According to the film review below, who wrote and directed Sator?
*** Opening of SOURCE TEXT ***
For the past two weeks, we here at Wolfbane Blooms have been surviving and thriving on a steady diet of brand-new movies and mayhem, courtesy of Fantasia 2019. It’s been a bangin’ year so far, with most everything we’ve been able to screen comfortably falling somewhere between hey, that was pretty alright and wow, what an absolute knock-out.
Tonight, on day 11, a film called Sator made its world premiere, and I’ll be honest with you: It kind of threw off my groove re: that pretty little enjoyment spectrum above. But before you prepare yourself for an all-out take-down, let me clarify that while I personally didn’t care for Sator, it wasn’t a bad film by any means. In fact, there were some really well-done flourishes, and I believe that there’s absolutely an audience for Sator. It doesn’t include me, but they’re out there.
Sator is a very personal movie for its creator, Jordan Graham. Not only did he write/direct, but he really did everything behind the camera during the shoot and then all of the film’s post-production work as well. And not only that, but the story was inspired by/loosely based on his family and his late grandmother, who is also one of the few stars of the film.
*** Close of SOURCE TEXT ***
*** Opening of AVAILABLE DATA ***
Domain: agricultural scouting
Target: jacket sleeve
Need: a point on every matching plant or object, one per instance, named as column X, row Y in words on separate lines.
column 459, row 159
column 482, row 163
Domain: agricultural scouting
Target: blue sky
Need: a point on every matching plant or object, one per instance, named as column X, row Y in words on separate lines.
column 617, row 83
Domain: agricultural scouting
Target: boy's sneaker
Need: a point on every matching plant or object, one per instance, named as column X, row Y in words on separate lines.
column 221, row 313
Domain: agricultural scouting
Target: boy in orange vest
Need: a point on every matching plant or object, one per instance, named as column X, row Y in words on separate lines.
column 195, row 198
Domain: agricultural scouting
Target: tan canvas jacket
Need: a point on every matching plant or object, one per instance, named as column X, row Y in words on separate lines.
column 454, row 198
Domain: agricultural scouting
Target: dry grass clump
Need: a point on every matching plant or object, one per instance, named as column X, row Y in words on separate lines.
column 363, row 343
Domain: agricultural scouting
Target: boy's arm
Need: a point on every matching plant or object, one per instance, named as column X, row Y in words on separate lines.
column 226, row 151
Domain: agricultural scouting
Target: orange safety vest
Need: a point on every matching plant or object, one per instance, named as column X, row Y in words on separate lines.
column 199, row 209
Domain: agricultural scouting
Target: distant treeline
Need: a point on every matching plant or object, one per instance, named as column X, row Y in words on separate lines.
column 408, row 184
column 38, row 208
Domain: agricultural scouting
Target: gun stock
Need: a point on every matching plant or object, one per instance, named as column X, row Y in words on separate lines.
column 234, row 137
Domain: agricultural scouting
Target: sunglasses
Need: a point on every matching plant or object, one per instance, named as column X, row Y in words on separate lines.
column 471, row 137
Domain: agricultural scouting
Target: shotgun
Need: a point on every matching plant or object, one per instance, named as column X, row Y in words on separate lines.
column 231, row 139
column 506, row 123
*** Close of AVAILABLE DATA ***
ANSWER:
Jordan Graham